**Given records:**
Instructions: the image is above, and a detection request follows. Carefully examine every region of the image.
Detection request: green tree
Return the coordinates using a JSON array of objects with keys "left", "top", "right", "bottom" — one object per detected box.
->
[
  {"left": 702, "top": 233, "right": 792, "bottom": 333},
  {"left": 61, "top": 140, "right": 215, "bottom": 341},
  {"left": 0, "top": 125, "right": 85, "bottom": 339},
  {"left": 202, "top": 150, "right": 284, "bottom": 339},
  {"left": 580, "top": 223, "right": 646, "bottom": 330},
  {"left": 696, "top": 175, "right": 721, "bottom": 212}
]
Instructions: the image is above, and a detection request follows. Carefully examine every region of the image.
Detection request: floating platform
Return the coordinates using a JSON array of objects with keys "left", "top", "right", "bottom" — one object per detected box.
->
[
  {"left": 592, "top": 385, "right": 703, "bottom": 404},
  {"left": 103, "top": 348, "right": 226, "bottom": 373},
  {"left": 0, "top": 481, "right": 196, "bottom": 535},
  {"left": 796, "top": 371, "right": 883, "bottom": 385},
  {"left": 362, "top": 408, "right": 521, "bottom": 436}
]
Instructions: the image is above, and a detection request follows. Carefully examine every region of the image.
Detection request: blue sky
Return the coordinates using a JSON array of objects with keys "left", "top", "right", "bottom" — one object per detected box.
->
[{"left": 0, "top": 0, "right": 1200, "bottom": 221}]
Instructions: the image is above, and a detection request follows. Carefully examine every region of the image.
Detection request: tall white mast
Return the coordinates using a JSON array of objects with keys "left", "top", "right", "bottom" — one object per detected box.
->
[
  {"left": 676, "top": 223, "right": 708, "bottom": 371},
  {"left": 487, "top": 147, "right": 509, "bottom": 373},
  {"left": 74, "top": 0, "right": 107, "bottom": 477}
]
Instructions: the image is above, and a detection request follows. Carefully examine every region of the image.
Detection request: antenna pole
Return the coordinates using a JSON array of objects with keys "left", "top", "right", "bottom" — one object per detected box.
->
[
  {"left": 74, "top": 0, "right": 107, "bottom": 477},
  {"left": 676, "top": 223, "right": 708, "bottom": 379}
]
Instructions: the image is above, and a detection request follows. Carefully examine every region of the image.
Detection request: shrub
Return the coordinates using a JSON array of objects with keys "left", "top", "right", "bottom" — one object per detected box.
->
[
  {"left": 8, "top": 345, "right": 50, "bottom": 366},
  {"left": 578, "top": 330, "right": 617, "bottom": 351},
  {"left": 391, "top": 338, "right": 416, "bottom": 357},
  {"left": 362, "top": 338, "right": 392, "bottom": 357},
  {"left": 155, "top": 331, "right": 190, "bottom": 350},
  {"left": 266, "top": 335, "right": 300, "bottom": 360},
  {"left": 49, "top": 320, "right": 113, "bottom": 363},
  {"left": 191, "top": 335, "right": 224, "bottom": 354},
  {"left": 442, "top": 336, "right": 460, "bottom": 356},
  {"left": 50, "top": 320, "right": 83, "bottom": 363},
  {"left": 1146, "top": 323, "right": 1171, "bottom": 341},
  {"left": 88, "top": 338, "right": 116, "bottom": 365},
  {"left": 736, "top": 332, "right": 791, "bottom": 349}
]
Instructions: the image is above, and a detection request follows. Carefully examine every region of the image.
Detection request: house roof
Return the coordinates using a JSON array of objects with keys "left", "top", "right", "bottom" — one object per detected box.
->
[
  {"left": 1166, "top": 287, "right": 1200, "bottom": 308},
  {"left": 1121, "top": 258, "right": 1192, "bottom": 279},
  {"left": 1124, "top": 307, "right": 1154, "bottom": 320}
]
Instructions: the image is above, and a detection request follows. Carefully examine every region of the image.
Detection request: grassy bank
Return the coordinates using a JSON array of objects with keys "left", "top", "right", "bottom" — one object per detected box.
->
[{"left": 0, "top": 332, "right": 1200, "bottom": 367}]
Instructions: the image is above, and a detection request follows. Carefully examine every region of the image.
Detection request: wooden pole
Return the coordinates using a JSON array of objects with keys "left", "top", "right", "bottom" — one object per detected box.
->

**Task:**
Identify every line of the material above that contains the word "pole", and copy each such line in full.

**Output of the exercise:**
Detection request: antenna pole
Detection request: wooden pole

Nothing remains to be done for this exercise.